- Task item: Keep only the lines from the start of the data through the line containing "of the rocky", and output them exactly.

Segment Start: Data section

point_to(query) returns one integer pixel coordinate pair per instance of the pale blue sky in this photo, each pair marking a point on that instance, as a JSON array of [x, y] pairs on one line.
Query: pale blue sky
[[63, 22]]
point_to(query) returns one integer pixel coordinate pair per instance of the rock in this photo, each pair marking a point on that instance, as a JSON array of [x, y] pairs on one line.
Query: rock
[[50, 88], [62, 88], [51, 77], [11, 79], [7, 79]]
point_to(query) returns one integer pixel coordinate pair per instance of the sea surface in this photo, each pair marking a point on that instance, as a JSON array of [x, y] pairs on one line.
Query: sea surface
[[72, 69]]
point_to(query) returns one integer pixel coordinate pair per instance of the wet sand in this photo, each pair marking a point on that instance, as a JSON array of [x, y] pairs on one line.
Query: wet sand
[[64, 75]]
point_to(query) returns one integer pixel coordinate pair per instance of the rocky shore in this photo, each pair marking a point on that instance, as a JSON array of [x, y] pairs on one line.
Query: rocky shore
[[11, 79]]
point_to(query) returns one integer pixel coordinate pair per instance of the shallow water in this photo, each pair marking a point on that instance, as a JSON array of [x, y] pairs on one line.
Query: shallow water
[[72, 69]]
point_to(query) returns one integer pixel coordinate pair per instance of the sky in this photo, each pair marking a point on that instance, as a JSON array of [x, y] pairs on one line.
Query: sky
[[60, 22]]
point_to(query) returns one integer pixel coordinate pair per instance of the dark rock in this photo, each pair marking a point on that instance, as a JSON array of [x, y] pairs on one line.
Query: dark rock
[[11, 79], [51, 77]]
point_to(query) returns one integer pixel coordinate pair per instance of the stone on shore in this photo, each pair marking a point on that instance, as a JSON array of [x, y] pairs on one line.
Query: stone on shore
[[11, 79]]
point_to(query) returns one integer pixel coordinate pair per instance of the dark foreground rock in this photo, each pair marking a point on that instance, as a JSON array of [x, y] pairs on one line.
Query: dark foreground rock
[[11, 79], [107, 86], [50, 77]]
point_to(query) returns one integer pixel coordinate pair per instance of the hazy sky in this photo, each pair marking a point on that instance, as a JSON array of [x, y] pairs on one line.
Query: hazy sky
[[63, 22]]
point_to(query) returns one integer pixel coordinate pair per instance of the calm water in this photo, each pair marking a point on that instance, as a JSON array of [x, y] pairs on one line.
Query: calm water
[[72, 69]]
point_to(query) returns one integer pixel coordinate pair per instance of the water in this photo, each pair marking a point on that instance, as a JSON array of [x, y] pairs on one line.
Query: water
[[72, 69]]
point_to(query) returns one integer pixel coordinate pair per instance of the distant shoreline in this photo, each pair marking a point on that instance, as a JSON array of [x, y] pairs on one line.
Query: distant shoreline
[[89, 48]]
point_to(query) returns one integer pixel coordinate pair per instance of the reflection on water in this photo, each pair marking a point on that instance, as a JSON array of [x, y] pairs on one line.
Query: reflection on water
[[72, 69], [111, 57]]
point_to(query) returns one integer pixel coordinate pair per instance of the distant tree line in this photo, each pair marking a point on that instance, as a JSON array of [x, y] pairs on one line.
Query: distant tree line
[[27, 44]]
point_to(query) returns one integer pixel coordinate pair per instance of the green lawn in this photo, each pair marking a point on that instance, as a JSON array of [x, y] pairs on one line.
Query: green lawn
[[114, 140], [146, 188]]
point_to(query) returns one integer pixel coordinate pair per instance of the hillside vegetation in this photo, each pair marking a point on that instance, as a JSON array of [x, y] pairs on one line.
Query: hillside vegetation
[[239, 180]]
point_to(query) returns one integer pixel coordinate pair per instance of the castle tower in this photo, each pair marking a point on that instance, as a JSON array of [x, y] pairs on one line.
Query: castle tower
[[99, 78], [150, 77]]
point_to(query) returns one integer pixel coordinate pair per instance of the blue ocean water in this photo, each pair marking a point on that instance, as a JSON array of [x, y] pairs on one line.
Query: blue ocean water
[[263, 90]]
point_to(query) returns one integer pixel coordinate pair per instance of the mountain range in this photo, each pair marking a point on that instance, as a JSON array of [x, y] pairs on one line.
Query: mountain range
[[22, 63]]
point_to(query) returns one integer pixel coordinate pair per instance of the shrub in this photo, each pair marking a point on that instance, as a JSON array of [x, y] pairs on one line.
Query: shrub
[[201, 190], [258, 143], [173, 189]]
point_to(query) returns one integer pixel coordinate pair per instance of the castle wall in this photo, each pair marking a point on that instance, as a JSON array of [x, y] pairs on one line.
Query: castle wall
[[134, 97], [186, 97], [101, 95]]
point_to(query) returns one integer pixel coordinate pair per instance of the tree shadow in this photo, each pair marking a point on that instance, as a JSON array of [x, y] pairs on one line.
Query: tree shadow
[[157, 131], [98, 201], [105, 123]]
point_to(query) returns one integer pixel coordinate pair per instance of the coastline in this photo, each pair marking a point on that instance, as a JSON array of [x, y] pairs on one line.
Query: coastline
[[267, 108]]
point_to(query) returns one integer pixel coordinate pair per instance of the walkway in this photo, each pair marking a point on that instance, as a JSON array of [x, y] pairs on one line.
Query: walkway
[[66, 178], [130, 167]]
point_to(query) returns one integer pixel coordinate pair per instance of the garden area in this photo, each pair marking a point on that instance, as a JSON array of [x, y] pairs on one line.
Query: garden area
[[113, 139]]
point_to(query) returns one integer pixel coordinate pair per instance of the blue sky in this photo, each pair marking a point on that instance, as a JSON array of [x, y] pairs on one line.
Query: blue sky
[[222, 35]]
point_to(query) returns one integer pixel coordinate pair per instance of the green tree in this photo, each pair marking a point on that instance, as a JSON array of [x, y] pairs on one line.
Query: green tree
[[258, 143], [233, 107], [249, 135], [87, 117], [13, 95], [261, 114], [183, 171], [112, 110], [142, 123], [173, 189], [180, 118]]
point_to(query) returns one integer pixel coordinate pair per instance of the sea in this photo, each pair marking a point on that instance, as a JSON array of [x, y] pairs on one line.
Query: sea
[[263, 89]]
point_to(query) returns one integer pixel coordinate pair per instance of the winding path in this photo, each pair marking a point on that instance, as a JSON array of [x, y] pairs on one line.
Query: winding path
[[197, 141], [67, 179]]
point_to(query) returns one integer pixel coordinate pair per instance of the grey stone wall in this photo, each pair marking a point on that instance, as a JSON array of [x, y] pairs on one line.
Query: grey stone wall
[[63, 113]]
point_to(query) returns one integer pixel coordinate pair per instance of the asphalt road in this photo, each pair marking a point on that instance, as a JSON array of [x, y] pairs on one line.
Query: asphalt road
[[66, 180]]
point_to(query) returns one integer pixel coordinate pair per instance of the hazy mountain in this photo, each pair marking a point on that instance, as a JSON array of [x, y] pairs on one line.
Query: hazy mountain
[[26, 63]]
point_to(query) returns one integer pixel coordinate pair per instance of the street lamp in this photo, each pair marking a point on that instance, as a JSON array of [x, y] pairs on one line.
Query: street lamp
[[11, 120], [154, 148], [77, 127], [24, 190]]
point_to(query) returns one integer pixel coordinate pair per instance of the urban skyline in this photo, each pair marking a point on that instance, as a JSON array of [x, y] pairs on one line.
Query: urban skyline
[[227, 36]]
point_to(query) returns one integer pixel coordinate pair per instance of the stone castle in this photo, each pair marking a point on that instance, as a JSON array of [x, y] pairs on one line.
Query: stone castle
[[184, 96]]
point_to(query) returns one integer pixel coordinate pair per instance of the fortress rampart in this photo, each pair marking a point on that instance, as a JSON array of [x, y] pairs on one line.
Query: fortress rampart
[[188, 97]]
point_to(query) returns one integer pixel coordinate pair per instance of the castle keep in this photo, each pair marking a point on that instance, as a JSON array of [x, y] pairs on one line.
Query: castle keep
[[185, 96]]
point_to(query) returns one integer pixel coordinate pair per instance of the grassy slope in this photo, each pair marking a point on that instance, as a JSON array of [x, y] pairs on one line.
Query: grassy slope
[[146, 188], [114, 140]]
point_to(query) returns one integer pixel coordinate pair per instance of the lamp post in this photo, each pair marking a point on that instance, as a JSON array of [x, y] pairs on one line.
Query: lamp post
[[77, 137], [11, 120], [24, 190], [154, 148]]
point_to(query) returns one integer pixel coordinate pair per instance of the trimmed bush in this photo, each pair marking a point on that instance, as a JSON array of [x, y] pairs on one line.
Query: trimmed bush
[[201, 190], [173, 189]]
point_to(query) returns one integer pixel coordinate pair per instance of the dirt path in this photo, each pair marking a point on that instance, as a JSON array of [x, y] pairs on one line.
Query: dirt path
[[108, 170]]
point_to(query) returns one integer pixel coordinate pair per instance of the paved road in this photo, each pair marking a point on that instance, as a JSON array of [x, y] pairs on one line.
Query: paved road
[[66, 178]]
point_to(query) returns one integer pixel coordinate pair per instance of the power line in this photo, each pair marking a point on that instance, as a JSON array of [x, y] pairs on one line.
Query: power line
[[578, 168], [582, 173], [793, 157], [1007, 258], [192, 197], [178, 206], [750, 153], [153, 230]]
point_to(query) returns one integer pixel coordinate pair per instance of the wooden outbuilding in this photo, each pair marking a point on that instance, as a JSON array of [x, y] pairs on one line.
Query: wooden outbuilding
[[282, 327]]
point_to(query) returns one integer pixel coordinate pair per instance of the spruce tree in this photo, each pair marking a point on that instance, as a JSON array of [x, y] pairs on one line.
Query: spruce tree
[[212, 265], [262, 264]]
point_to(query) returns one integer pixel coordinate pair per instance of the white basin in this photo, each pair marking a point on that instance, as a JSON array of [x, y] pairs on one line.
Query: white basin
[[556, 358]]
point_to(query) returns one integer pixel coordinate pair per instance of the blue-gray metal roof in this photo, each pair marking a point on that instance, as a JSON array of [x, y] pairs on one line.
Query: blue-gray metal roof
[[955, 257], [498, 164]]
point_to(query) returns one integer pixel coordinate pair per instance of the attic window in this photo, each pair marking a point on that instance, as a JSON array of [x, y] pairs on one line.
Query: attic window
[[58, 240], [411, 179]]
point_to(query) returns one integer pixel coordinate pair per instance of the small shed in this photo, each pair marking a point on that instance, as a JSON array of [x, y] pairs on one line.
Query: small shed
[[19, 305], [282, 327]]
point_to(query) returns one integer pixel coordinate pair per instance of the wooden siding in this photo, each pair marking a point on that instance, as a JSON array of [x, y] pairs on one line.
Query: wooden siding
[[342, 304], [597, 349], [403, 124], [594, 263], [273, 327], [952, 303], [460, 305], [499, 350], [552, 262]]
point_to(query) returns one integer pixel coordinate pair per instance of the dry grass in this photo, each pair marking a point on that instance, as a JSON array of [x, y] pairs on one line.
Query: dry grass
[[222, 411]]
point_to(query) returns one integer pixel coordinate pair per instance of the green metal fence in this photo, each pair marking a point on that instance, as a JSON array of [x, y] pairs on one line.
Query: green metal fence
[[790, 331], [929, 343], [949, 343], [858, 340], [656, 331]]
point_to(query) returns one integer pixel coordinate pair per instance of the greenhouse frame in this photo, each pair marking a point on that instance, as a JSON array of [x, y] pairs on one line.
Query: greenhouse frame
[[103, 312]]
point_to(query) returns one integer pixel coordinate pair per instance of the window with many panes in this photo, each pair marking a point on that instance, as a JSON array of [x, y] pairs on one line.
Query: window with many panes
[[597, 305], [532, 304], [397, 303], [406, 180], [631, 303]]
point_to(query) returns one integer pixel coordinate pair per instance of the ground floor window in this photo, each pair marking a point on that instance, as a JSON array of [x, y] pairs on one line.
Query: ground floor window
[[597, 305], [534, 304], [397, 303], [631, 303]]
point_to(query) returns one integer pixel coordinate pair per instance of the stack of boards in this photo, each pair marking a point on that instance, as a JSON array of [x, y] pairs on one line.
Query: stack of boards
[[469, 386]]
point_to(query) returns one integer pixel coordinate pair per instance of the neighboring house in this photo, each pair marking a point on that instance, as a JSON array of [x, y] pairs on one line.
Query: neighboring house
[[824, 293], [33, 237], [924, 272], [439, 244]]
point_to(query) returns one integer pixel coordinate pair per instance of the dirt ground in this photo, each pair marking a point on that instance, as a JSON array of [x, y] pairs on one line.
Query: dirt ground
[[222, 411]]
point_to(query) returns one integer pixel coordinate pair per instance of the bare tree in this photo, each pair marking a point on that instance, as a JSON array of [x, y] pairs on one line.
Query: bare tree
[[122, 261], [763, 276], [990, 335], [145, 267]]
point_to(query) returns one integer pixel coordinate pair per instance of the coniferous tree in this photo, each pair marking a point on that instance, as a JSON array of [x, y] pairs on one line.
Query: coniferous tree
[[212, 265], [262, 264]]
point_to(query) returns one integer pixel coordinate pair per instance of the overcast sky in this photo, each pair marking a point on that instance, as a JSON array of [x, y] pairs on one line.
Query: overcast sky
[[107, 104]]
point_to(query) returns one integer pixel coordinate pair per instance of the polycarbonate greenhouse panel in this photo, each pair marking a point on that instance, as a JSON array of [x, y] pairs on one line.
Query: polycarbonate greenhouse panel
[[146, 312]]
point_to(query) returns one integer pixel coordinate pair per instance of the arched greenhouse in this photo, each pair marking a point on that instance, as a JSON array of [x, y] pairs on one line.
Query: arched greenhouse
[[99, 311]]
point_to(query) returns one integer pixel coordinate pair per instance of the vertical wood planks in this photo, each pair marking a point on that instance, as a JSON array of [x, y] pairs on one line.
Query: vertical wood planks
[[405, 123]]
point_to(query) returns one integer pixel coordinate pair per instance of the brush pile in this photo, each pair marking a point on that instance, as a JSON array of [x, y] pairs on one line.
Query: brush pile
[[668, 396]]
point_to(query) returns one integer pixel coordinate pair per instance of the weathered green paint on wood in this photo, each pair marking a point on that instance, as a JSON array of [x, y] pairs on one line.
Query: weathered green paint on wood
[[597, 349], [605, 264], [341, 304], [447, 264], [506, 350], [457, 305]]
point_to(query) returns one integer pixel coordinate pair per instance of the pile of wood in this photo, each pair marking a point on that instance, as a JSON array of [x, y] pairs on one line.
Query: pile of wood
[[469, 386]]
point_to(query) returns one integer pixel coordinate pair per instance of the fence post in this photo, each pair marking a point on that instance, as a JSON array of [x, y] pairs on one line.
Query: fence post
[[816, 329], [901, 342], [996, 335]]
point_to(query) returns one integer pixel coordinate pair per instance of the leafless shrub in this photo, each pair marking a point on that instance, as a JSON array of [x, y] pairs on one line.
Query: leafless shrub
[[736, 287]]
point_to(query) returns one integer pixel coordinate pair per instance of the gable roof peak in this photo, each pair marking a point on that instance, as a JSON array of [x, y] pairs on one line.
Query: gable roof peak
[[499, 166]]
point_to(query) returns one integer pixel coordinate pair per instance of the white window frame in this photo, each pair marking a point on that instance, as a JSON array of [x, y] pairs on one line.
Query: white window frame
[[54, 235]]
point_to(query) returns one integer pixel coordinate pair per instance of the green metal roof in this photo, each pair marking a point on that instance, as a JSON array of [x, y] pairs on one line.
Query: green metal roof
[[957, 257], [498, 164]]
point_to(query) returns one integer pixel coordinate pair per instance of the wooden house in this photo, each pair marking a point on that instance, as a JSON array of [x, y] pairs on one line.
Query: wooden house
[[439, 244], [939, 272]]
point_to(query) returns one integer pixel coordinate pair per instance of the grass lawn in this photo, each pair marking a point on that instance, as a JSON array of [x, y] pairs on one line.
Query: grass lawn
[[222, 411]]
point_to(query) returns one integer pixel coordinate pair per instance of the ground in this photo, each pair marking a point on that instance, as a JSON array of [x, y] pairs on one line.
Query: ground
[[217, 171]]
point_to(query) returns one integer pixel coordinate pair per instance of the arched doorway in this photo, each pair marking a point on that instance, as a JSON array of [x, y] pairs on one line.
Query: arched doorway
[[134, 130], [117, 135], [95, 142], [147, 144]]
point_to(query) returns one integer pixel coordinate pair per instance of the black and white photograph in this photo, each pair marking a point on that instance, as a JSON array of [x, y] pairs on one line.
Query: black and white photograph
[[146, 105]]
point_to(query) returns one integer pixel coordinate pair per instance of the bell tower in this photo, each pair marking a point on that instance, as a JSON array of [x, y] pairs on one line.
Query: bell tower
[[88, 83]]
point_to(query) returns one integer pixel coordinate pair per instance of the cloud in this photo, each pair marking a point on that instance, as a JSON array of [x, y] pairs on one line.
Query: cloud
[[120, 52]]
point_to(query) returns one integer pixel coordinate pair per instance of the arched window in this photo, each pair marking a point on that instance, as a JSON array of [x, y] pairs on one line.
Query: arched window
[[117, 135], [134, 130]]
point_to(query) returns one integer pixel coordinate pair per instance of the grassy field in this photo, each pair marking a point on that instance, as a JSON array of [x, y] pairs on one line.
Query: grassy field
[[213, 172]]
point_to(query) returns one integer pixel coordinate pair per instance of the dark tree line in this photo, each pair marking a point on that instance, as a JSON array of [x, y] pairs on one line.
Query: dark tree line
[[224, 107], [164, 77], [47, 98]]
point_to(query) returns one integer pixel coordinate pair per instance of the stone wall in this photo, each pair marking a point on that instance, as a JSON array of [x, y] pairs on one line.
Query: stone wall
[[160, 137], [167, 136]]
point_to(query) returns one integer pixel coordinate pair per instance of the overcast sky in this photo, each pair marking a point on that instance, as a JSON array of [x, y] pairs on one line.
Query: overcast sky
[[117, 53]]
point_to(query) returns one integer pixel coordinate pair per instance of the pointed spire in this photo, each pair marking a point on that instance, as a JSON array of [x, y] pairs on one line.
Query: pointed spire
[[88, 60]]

Segment End: Data section

- Solved exercise:
point_to(query) returns one integer pixel coordinate pair per instance of the pale blue sky in this photo, each pair marking a point on that instance, as a JSON array of [x, y] pairs on one line.
Query: pale blue sky
[[63, 22]]
point_to(query) returns one integer pixel coordinate pair per instance of the rock in this photo, each pair marking a point on that instance, as a JSON array of [x, y] pairs on one line.
Query: rock
[[50, 88], [62, 88], [51, 77], [11, 79], [7, 79]]
point_to(query) returns one integer pixel coordinate pair per instance of the sea surface in this photo, each pair marking a point on that instance, as a JSON array of [x, y] pairs on one line.
Query: sea surface
[[72, 69]]
point_to(query) returns one integer pixel coordinate pair per instance of the wet sand in this photo, each pair marking a point on that instance, as a JSON array of [x, y] pairs on one line.
Query: wet sand
[[64, 75]]
point_to(query) returns one integer pixel coordinate pair per instance of the rocky shore in this photo, each pair marking a point on that instance, as a JSON array of [x, y] pairs on one line.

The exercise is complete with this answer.